▸ **Extract provided**
--- START ---

Miller also claims that the superior court erred when it determined that the merits of her claim were moot. But the superior court did not make any decision on the merits of her claim. It simply affirmed that the Division had not made a legal error when it declined to refer her appeal to OAH for a hearing.
B. The Superior Court Did Not Err By Awarding Attorney's Fees.
Miller argues that the superior court erred when it awarded attorney's fees to the Division in the amount of $4,359. Alaska Appellate Rule 508(e)(4) states that when a superior court hears administrative appeals authorized by Rule 601, "the court shall award the prevailing party 20% of its actual attorney's fees that were necessarily incurred" unless "the court determines that an award of fees would be so onerous to the non-prevailing party that it would deter similarly situated litigants from the voluntary use of the courts if not reduced." "Application of Appellate Rule 508(e) is and should remain a matter committed to the sound discretion of our trial courts, when sitting as intermediate appellate tribunals." The superior court abuses its discretion by awarding fees that are manifestly unreasonable.

--- END ---

▸ **Parts of the exercise**
(a) Reproduce the appellate opinion excerpt from "Miller also claims" up to and including "for a hearing.", changing "Division" to "agency".
(b) Write the next part of the appellate opinion excerpt, continuing from its final sentence.
The data are separate material and have no connection to the appellate opinion excerpt.

▸ **Supplied data**
--- START ---

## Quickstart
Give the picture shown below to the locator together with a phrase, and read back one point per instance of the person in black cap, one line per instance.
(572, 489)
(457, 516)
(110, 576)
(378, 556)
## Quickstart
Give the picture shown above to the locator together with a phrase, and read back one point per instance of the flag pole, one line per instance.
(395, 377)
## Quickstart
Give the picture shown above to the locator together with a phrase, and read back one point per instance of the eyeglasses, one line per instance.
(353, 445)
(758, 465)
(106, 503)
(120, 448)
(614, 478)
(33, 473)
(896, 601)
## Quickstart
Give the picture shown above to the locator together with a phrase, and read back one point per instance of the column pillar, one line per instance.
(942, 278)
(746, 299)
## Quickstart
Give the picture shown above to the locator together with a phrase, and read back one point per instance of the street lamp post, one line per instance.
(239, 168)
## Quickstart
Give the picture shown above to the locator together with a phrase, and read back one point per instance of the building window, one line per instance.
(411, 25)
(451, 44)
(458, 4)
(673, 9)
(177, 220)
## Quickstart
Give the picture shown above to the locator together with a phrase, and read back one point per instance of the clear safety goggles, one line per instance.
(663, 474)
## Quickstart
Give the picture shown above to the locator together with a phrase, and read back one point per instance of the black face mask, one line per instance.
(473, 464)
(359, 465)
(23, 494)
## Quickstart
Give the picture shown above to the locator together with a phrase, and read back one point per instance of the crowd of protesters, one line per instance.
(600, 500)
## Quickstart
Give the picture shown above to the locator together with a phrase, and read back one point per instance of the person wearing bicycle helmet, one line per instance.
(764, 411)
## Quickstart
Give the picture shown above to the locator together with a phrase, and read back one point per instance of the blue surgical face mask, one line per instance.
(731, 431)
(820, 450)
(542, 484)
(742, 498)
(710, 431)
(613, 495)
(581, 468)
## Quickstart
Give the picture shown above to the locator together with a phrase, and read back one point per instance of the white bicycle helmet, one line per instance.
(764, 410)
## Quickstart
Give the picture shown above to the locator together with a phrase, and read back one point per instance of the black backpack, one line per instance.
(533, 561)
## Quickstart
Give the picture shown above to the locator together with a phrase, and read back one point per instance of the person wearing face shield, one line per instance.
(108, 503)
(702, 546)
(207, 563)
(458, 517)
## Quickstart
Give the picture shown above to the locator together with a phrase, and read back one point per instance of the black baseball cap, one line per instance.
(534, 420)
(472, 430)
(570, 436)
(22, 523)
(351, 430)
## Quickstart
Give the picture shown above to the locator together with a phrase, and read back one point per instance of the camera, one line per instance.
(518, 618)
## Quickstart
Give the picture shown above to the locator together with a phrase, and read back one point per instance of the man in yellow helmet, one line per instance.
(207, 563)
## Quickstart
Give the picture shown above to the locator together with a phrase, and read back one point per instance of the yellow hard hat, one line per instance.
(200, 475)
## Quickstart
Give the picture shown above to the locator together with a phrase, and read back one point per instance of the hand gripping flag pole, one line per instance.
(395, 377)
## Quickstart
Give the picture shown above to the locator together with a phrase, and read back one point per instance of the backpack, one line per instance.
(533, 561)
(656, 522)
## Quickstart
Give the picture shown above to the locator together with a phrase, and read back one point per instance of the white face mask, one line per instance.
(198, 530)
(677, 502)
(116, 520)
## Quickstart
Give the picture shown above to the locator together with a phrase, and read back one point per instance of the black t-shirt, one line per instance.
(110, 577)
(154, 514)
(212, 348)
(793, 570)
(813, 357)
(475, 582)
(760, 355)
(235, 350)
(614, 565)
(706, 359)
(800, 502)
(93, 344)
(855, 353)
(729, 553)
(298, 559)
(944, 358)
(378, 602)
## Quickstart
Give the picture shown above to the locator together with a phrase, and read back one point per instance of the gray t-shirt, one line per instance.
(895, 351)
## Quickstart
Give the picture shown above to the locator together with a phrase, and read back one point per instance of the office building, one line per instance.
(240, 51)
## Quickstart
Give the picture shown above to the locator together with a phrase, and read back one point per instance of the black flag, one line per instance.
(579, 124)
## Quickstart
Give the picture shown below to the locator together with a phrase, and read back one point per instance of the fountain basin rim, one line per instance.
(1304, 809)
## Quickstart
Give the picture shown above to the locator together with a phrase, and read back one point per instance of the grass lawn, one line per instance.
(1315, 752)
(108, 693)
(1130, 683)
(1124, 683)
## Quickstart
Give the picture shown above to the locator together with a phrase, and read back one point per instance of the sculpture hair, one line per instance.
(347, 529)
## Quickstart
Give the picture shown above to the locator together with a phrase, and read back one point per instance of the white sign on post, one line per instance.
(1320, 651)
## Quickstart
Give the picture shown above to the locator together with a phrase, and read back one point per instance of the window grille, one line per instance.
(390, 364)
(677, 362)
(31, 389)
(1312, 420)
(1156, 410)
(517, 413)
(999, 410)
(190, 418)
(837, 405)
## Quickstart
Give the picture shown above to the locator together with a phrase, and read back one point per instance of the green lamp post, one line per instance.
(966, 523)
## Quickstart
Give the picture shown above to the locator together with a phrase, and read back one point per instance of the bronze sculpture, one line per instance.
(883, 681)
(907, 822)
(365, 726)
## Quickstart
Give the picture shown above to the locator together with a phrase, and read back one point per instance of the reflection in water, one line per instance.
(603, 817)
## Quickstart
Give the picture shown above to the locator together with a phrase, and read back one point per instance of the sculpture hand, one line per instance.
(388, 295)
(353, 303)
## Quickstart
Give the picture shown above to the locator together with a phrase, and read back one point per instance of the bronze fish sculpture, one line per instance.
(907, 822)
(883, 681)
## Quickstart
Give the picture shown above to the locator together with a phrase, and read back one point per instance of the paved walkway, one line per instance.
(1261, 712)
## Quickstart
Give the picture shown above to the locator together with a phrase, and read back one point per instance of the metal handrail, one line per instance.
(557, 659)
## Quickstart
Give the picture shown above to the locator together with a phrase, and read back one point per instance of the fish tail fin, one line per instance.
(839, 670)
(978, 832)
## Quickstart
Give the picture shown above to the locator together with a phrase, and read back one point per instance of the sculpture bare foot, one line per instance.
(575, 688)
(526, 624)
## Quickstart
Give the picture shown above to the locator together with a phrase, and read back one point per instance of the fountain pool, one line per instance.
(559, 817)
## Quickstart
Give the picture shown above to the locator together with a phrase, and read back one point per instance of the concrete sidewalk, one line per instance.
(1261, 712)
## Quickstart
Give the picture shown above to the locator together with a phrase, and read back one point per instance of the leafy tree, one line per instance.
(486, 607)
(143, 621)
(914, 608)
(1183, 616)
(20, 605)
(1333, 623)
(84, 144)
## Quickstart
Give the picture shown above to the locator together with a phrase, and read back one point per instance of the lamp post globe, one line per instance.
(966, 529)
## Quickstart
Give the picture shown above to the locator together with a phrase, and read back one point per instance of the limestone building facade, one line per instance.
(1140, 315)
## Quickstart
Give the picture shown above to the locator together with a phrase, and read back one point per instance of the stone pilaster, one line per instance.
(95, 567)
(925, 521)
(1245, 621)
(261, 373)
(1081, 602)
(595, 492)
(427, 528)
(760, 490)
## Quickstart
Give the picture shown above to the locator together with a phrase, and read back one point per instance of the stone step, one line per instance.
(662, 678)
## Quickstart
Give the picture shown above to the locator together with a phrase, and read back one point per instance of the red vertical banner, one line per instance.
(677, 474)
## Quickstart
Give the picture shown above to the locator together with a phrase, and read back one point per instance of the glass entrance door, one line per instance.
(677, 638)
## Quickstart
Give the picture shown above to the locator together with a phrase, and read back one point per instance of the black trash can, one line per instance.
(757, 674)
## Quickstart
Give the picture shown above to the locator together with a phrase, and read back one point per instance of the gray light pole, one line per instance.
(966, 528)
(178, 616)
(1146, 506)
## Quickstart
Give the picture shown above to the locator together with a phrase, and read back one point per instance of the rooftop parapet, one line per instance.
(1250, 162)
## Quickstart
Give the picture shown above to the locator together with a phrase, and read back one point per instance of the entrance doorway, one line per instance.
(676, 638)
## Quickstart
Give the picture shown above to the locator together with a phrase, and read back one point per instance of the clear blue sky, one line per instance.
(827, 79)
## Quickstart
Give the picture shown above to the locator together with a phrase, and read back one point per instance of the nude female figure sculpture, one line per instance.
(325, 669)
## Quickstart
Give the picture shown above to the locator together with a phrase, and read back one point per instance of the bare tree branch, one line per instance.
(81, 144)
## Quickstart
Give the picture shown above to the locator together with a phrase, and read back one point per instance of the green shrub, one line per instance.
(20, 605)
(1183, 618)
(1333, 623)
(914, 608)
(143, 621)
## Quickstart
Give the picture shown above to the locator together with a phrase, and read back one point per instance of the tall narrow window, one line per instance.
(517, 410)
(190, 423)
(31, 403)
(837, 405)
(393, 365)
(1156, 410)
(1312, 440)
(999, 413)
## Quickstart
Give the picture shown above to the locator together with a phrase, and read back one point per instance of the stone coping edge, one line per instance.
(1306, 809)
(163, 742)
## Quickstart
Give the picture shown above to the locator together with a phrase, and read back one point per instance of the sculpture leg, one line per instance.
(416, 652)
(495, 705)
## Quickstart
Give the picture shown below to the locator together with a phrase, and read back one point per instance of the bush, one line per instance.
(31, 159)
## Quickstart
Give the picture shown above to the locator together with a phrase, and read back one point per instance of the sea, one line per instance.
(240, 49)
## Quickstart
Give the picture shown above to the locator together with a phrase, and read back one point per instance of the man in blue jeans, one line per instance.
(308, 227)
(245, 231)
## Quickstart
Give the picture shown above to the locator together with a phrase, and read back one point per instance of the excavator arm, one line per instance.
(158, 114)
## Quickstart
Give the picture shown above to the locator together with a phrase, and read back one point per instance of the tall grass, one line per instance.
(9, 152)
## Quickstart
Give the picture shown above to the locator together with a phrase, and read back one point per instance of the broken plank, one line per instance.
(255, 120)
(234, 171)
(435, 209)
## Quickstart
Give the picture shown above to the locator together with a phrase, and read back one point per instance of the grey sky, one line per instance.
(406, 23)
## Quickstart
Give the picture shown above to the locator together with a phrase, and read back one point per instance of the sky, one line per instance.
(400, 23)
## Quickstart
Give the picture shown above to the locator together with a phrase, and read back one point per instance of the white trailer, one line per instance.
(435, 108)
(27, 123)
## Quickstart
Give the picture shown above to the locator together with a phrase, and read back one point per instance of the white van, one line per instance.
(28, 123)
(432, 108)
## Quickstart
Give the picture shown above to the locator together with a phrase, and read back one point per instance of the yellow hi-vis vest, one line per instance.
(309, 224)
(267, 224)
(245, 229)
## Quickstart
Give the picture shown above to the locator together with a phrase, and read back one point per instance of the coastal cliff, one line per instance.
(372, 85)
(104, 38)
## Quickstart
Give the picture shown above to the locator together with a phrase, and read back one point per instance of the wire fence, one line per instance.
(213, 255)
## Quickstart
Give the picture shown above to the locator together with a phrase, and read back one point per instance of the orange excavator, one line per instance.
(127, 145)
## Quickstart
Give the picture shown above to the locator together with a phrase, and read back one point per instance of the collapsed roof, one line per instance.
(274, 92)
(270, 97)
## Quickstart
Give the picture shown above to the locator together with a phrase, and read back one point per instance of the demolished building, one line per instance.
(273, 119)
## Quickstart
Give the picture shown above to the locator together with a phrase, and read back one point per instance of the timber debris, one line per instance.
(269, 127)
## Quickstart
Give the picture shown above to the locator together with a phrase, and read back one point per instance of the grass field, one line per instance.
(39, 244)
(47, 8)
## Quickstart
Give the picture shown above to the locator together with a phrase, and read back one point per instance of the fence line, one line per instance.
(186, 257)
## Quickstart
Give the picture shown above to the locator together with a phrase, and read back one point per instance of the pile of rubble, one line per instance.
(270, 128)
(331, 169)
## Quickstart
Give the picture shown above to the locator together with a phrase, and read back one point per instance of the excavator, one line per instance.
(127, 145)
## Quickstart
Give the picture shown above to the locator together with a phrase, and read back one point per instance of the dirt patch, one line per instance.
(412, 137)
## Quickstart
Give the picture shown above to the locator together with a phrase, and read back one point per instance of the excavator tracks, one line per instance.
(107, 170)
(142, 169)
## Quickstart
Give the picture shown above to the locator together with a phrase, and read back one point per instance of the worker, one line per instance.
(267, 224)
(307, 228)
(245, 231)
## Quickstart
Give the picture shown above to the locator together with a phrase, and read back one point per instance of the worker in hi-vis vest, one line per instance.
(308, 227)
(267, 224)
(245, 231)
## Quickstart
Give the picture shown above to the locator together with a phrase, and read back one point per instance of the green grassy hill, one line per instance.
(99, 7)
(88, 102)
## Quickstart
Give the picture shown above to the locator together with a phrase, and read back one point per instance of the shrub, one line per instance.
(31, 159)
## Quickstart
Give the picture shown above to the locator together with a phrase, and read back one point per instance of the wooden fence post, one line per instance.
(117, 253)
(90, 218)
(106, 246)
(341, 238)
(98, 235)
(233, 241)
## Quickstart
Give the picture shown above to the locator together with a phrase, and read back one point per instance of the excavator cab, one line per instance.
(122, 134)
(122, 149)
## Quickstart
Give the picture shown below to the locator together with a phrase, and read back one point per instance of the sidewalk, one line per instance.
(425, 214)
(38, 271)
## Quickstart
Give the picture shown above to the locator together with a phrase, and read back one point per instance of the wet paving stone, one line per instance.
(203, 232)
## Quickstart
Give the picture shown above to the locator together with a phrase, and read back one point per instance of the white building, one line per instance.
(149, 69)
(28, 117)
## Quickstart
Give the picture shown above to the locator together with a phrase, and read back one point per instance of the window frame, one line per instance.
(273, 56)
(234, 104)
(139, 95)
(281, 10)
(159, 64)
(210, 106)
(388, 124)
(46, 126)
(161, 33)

--- END ---

▸ **Expected results**
(a)
Miller also claims that the superior court erred when it determined that the merits of her claim were moot. But the superior court did not make any decision on the merits of her claim. It simply affirmed that the agency had not made a legal error when it declined to refer her appeal to OAH for a hearing.

(b)
Rule 601(b) provides that the final decision of an administrative agency may be appealed to the superior court.
Rosen v. State Bd. of Pub. Accountability, 689 P.2d478,482 (Alaska 1984).
Nautilus Marine Enters., Inc. v. Exxon Mobil Corp., 332 P.3d 554, 557 (Alaska 2014) ("An award constitutes an abuse of discretion only when it is manifestly unreasonable." (quoting Thorstenson v. ARCO Alaska, Inc., 780 P.2d371, 376 (Alaska 1989))).
Miller argues that the superior court's award was unreasonable because it could deter retirees living on fixed incomes from bringing Rule 601 appeals. The superior court specifically considered Miller's retirement status in its order. It reasoned that her initial appeals of Aetna's denial of coverage could have an effect on other retirees, but concluded that Miller's interest in appealing to the superior court to gain an OAH hearing and secure her future claims was "personal and unique to her." The superior court also found that the award of attorney's fees would not have an inappropriate deterrent effect. The superior court did not abuse its discretion by awarding 10% of the Division's requested attorney's fees.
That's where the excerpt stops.